» **What is required**: Each record should be set down again so that it matches the original exactly.

» **Record excerpts**:
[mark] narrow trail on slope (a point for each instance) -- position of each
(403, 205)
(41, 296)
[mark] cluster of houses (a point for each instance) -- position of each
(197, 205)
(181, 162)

» **Reply**:
[mark] narrow trail on slope (a point for each instance) -- position of each
(403, 205)
(41, 296)
[mark] cluster of houses (a point for each instance) -- position of each
(197, 205)
(181, 162)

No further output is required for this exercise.